[A block of data]
— START —
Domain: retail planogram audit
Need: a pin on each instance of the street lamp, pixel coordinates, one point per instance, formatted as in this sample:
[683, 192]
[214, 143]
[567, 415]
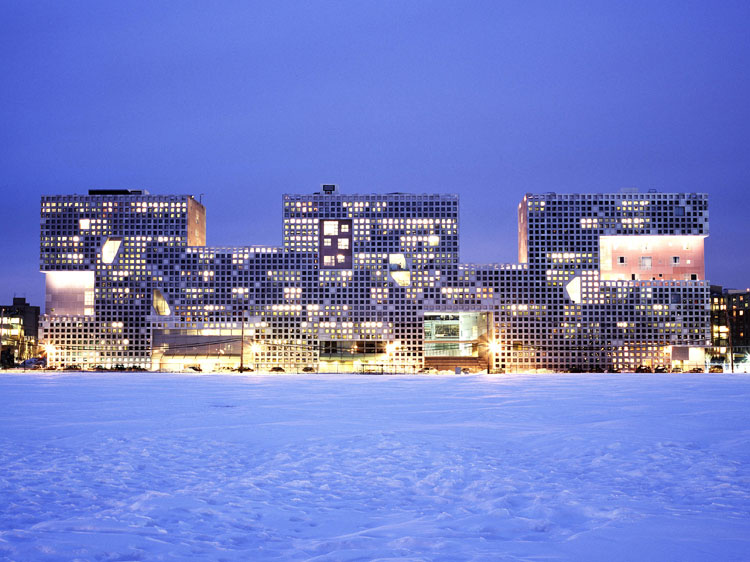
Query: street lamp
[493, 348]
[50, 349]
[255, 348]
— END —
What is asked
Copy out the items above word for word, without the pictures.

Complete answer
Domain: retail planogram audit
Need: a pin on each instance of the street lamp, pixel coordinates, one point per instance, formatted as in this sample:
[683, 192]
[214, 143]
[567, 415]
Query: street lamp
[493, 348]
[50, 349]
[255, 348]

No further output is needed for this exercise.